*Artikel*:
******

Ahad 19 Sep 2021 05:23 WIB

Babak Baru Ta'awun Bank Muamalat

Ada misi luhur di balik pendirian Bank Muamalat.

Red: Joko Sadewo
Kantor pusat Bank Muamalat di kawasan Kuningan, Jakarta.
Foto: Republika/ Wihdan
Kantor pusat Bank Muamalat di kawasan Kuningan, Jakarta.

Oleh : Fuji Pratiwi, Jurnalis Republika

REPUBLIKA.CO.ID, Penandatanganan Master Restructuring Agreement (MRA) oleh PT Perusahaan Pengelola Aset (Persero)/PPA, PT Bank Muamalat Indonesia Tbk, dan Badan Pengelola Keuangan Haji (BPKH) pada Rabu (15/9/2021) jadi babak baru saling menolong (ta'awun) dalam perbaikan kondisi Bank Muamalat.

PT PPA resmi menjadi pengelola aset berkualitas rendah milik Bank Muamalat. Pengelolaan aset ini sejalan dengan langkah Bank Muamalat untuk melakukan penguatan modal.

Dalam MRA ini diatur mengenai hubungan hukum yang menjadi dasar pelaksanaan transaksi yang akan dilakukan secara terpisah di kemudian hari. Antara lain, penerbitan dan pembelian instrumen berbasis syariah (sukuk), dan perjanjian pengelolaan aset pembiayaan berkualitas rendah milik Bank Muamalat.

Kabar kebutuhan penambahan modal Bank Muamalat sudah lama bergulir. Setidaknya sejak saya mulai liputan ekonomi syariah pada 2014 lalu. Seiring waktu, kabar penambahan modal itu diulang terus tanpa ada realisasi.

Sebagaimana entitas usaha pada umumnya, kecukupan modal amat penting buat menjalankan bisnis. Persoalannya, pemegang saham mayoritas Bank Muamalat terbelenggu aturan yang membuat mereka tak mungkin menyuntik modal ke bank syariah pertama di Indonesia itu.

Jika kita ingat, berbagai kabar kemudian bergulir. Mulai dari opsi bantuan negara melalui Kementerian Keuangan, penjajakan oleh investor strategis, hingga gerakan ramai-ramai menabung di Bank Muamalat. Sayangnya, bank yang resmi beroperasi pada 1 Mei 1992 itu tak juga mendapat tambahan modal.

Pada awal 2020 , kabar baik datang. Putera pertama almarhum Pak Habibie, Ilham Habibie, bersama konsorsium investor yang ia ajak dalam Al Falah Investment Pte Ltd, mendapat restu OJK untuk menjadi investor Bank Muamalat.

******

*Daftar Data*:
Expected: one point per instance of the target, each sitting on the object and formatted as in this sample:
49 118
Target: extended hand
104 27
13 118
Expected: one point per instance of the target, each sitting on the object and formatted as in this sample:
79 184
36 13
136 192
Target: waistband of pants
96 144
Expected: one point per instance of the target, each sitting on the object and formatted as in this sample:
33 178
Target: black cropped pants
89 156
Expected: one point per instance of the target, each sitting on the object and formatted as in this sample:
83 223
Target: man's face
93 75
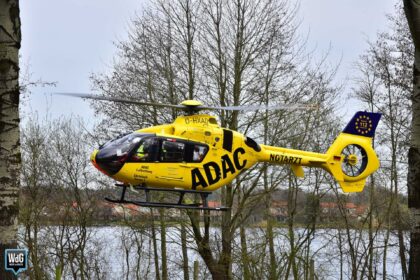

******

*Soal Latihan*:
**a)** Kutip bagian artikel tentang Bank Muamalat, mulai dari "Babak Baru Ta'awun" dan berakhir pada "kondisi Bank Muamalat.".
**b)** Tolong tulis ulang paragraf artikel tentang Bank Muamalat yang diawali "Jika kita ingat" dalam bentuk daftar, dengan tetap memuat fakta-fakta utamanya.
**c)** Jawab pertanyaan berikut berdasarkan artikel tentang Bank Muamalat.
(i) Kapan MRA ditandatangani?
(ii) PT PPA resmi menjadi pengelola apa?
(iii) Siapa yang mendapat restu OJK pada awal 2020 untuk menjadi investor Bank Muamalat?

*Jawaban Soal*:
**a)**
Babak Baru Ta'awun Bank Muamalat

Ada misi luhur di balik pendirian Bank Muamalat.

Red: Joko Sadewo
Kantor pusat Bank Muamalat di kawasan Kuningan, Jakarta.
Foto: Republika/ Wihdan
Kantor pusat Bank Muamalat di kawasan Kuningan, Jakarta.

Oleh : Fuji Pratiwi, Jurnalis Republika

REPUBLIKA.CO.ID, Penandatanganan Master Restructuring Agreement (MRA) oleh PT Perusahaan Pengelola Aset (Persero)/PPA, PT Bank Muamalat Indonesia Tbk, dan Badan Pengelola Keuangan Haji (BPKH) pada Rabu (15/9/2021) jadi babak baru saling menolong (ta'awun) dalam perbaikan kondisi Bank Muamalat.

**b)**
Berbagai kabar soal penambahan modal Bank Muamalat bergulir:
- opsi bantuan negara melalui Kementerian Keuangan
- penjajakan oleh investor strategis
- gerakan ramai-ramai menabung di Bank Muamalat

Namun, bank yang resmi beroperasi pada 1 Mei 1992 itu tak juga mendapat tambahan modal.

**c)**
(i) Pada Rabu, 15 September 2021.
(ii) Aset berkualitas rendah milik Bank Muamalat.
(iii) Ilham Habibie bersama konsorsium investor yang ia ajak dalam Al Falah Investment Pte Ltd.